**What is required:** Can you copy out the whole forum announcement below, word for word?

**Source excerpt:**
◆ ◆ ◆ ◆ ◆ ◆ ◆
Restless Ambiance: Re-exploring Experimental Arts in Taiwan and Beyond

Restless Ambiance: Re-exploring Experimental Arts in Taiwan and Beyond


Introduction

From November 12th to 13th, 2022, the New Taipei City Art Museum (NTCAM) will host an international forum—Restless Ambiance: Re-exploring Experimental Arts in Taiwan and Beyond—with 18 domestic and foreign experts and scholars conversing and giving speeches.


The NTCAM forum aims to present the rich aspects of experimental arts in Taiwan during the 90s while establishing a space for new discourses. As a part of the art history research project carried out by NTCAM, participants at this forum will further discuss the topics based on the research on art development in New Taipei City and the recently published exhibition history book—"Exhibition in becoming: Taipei County art exhibition and experimental art."

  • “It is a bit like a wet market here. But it’s also like a large scoop of honey melting into the river after stirring. The sweet ambiance then evaporates in the city.”

The passage above is from the 1994 Taipei Broken Life Festival flyer. The ambiguous ambiance is like the portrayal of the entire era, providing a real yet imaginative reference for future generations of the time and space back in the 90s. Art development in the 90s was full of experimental traits. During the delicate and complex transition from authoritarian rule to democratization, artists collided with social boundaries sharply and boldly. Experimental theaters, performance arts, noises, visual arts, media, and independent journals broke new ground and profoundly impacted future generations.

When discussing the 90s, this forum will cover the lifting of martial law—a landmark event that established a new historical context. In addition, this forum will also discuss the 90s in a global context. Through international narratives, such as the geopolitics of the Cold War and the cultural flow facilitated by globalization, forum participants will reflect on how the art development in Taiwan responded to the local context while gradually growing into a unique appearance during that time. Meanwhile, Asian perspective and consciousness with internal reference gradually arose in the 90s; thus, speakers from Asia and experts in Asia research will be participating in the forum to share their research and find historical resonances.
◆ ◆ ◆ ◆ ◆ ◆ ◆
**Listing:**
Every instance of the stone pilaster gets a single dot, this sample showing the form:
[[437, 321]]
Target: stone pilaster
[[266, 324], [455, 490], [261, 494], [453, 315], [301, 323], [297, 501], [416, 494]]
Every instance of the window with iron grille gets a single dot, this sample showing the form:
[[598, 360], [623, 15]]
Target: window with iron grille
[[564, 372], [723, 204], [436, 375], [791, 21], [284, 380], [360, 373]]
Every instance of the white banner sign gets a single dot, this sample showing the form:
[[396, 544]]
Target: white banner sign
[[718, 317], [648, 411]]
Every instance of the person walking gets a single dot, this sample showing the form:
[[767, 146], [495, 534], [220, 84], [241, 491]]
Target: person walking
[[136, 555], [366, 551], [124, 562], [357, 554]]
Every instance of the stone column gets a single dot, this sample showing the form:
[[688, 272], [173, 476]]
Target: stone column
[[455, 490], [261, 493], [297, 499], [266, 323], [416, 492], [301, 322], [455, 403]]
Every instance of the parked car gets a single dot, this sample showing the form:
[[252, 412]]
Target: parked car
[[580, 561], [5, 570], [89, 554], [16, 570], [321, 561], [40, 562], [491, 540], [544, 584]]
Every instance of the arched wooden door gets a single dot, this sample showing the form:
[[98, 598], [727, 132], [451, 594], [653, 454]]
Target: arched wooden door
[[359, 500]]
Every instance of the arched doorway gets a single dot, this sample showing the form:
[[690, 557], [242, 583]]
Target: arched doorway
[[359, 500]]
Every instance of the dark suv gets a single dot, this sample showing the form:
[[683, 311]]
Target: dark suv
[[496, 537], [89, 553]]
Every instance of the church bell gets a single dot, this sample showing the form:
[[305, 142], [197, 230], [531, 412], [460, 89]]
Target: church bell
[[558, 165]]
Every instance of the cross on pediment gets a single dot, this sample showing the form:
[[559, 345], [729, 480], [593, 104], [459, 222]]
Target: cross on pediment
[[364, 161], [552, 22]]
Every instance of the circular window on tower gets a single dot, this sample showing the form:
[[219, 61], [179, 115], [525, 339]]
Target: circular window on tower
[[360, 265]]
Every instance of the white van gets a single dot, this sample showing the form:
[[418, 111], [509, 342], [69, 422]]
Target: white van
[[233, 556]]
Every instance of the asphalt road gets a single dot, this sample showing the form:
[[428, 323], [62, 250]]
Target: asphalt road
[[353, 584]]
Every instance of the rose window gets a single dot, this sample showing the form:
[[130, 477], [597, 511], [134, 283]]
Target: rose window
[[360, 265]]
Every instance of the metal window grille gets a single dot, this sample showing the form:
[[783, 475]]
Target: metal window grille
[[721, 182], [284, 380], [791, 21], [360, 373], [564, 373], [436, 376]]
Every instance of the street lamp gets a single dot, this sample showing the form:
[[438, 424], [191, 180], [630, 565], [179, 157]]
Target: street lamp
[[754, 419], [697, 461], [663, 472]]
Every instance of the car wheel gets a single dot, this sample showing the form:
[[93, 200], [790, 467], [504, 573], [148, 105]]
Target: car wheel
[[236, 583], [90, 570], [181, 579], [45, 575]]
◆ ◆ ◆ ◆ ◆ ◆ ◆
**Solved problem:**
Restless Ambiance: Re-exploring Experimental Arts in Taiwan and Beyond

Restless Ambiance: Re-exploring Experimental Arts in Taiwan and Beyond


Introduction

From November 12th to 13th, 2022, the New Taipei City Art Museum (NTCAM) will host an international forum—Restless Ambiance: Re-exploring Experimental Arts in Taiwan and Beyond—with 18 domestic and foreign experts and scholars conversing and giving speeches.


The NTCAM forum aims to present the rich aspects of experimental arts in Taiwan during the 90s while establishing a space for new discourses. As a part of the art history research project carried out by NTCAM, participants at this forum will further discuss the topics based on the research on art development in New Taipei City and the recently published exhibition history book—"Exhibition in becoming: Taipei County art exhibition and experimental art."

  • “It is a bit like a wet market here. But it’s also like a large scoop of honey melting into the river after stirring. The sweet ambiance then evaporates in the city.”

The passage above is from the 1994 Taipei Broken Life Festival flyer. The ambiguous ambiance is like the portrayal of the entire era, providing a real yet imaginative reference for future generations of the time and space back in the 90s. Art development in the 90s was full of experimental traits. During the delicate and complex transition from authoritarian rule to democratization, artists collided with social boundaries sharply and boldly. Experimental theaters, performance arts, noises, visual arts, media, and independent journals broke new ground and profoundly impacted future generations.

When discussing the 90s, this forum will cover the lifting of martial law—a landmark event that established a new historical context. In addition, this forum will also discuss the 90s in a global context. Through international narratives, such as the geopolitics of the Cold War and the cultural flow facilitated by globalization, forum participants will reflect on how the art development in Taiwan responded to the local context while gradually growing into a unique appearance during that time. Meanwhile, Asian perspective and consciousness with internal reference gradually arose in the 90s; thus, speakers from Asia and experts in Asia research will be participating in the forum to share their research and find historical resonances.